Task directions → Set down exactly the lines running from the line with "Note: for every instance of the black" to the end of the listing below, both ends included.

Data for this task →
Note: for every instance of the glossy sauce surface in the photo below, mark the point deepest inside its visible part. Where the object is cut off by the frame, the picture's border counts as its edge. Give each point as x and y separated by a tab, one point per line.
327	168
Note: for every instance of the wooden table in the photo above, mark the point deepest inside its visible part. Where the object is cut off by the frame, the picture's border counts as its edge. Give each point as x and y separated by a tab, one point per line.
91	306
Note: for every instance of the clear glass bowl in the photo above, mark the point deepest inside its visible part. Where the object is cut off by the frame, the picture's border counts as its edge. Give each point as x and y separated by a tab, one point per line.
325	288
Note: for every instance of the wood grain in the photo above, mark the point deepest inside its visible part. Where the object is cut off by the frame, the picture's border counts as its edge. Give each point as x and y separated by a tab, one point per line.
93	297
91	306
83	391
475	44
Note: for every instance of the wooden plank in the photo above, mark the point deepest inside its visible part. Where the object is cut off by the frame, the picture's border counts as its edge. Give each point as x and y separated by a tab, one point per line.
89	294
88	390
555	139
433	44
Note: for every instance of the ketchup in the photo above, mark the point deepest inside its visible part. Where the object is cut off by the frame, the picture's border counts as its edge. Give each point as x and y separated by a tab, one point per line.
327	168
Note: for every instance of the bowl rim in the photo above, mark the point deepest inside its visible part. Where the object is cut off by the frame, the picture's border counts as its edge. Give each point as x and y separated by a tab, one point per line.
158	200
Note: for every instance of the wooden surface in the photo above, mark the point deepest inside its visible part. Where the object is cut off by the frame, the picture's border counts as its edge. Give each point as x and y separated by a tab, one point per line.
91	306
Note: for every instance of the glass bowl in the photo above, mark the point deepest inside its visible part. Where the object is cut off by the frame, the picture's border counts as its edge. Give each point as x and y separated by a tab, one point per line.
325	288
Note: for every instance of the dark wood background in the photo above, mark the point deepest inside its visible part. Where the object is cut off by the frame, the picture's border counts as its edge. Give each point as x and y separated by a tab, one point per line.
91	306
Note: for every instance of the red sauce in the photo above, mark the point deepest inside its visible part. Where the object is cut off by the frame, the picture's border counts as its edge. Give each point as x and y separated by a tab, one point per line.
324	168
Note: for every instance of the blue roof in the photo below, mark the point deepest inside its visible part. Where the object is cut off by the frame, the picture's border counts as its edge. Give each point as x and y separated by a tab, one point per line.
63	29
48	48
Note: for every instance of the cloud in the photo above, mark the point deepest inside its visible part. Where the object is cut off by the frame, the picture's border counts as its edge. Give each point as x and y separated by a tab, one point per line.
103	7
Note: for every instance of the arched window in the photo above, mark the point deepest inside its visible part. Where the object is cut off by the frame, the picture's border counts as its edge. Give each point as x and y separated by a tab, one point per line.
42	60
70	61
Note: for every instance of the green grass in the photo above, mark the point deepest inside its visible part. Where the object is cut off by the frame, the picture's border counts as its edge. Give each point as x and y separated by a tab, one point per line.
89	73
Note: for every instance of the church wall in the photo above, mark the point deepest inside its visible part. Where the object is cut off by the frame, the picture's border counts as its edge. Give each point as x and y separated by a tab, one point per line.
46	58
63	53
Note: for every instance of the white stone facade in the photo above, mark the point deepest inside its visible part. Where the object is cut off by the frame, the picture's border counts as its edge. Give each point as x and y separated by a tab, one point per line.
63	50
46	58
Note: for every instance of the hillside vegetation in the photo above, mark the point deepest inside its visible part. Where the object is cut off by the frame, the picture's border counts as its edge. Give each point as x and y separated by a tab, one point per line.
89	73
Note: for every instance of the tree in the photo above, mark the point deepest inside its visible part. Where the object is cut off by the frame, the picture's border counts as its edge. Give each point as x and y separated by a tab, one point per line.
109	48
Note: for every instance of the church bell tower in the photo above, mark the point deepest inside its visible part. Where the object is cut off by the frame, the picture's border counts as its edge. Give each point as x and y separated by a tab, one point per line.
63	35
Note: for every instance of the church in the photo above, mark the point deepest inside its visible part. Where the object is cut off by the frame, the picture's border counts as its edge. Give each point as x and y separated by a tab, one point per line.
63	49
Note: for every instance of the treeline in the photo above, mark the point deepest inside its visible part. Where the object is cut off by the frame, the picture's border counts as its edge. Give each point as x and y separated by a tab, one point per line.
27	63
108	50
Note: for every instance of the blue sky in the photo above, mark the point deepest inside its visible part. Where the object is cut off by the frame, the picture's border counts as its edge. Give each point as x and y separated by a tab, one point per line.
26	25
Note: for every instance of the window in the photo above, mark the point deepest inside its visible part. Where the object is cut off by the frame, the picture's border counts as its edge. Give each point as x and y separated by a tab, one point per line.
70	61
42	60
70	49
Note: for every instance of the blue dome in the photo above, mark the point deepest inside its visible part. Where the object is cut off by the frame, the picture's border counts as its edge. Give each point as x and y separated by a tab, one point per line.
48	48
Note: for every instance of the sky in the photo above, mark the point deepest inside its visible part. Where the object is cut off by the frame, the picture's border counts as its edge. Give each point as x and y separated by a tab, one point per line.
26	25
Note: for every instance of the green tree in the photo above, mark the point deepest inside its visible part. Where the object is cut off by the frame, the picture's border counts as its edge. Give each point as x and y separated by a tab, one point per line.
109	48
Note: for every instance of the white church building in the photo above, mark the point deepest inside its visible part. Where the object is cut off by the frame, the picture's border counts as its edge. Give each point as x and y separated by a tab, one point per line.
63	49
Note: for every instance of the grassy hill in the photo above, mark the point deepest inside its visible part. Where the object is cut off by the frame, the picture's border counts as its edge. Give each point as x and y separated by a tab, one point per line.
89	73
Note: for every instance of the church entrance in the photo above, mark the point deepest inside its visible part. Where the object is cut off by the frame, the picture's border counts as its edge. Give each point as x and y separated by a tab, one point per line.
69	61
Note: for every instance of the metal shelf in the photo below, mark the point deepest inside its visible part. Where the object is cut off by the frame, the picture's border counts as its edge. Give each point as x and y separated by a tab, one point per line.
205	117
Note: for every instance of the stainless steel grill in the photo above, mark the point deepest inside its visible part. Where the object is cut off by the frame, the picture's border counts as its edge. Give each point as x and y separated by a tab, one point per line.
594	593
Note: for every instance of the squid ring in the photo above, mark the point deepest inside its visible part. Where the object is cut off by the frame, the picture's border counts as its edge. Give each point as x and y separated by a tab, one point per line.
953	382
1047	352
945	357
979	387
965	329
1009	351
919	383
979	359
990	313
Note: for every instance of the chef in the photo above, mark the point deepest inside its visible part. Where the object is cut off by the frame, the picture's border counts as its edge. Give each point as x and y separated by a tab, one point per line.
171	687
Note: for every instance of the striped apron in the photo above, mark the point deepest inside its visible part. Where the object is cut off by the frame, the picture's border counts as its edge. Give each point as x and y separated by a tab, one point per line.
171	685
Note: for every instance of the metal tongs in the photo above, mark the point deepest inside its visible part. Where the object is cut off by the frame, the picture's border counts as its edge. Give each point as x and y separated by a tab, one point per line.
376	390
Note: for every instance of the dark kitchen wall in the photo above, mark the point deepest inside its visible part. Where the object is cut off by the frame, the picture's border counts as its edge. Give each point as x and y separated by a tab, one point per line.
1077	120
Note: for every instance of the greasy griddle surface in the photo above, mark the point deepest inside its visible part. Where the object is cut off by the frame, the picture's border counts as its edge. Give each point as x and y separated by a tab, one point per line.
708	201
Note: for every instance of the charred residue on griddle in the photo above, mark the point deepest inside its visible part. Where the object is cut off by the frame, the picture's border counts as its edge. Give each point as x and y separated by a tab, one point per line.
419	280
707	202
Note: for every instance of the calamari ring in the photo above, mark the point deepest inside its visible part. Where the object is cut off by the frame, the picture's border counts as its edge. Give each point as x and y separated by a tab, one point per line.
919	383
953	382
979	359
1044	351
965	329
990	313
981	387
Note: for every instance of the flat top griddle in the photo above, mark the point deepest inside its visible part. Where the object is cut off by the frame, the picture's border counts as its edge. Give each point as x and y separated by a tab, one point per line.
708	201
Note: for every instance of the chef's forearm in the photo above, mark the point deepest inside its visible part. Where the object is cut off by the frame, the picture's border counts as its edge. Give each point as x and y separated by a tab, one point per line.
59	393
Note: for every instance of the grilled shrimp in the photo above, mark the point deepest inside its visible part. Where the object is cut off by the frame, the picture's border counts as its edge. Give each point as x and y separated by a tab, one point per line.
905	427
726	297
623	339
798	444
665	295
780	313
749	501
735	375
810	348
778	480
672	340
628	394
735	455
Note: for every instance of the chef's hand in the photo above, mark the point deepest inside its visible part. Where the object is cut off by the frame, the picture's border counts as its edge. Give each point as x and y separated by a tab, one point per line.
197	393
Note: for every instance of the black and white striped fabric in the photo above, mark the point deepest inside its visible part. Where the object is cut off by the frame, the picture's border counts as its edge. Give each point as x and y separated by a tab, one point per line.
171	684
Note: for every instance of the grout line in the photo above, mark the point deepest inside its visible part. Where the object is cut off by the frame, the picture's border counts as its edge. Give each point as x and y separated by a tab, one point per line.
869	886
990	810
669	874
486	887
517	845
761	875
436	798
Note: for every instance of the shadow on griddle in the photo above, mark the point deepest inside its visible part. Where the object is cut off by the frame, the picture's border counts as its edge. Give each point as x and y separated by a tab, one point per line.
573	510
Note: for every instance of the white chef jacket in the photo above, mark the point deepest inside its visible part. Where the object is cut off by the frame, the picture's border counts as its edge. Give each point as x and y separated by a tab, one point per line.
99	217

Worked answer →
Note: for every instance of the black and white striped fabric in the photo above, mark the point deepest inside its visible part. Where the object is cut off by the frame, the picture's border counts as its edge. Give each point as x and y separated by a tab, one point per line.
171	684
Note: for every instance of the grout line in the photo above, mark the point deepest inside its visible part. Where the object is cut off by the frame, the picture's border counts as its edge. Give each point as x and y separated by a tab, one point per line.
869	886
990	810
669	874
486	887
517	845
761	875
436	798
Note: for every instance of the shadow on griddle in the photo above, mark the point deepest inside its visible part. Where the object is cut off by the frame, the picture's border counts as its edge. Give each point as x and y separated by a tab, one point per line.
573	510
Note: for every instance of the white chef jacket in the photo above, mark the point deepest inside its visible part. Where the object is cut off by the frame, the picture's border counts as its edge. Give each point as x and y separated by a tab, one point per line.
99	217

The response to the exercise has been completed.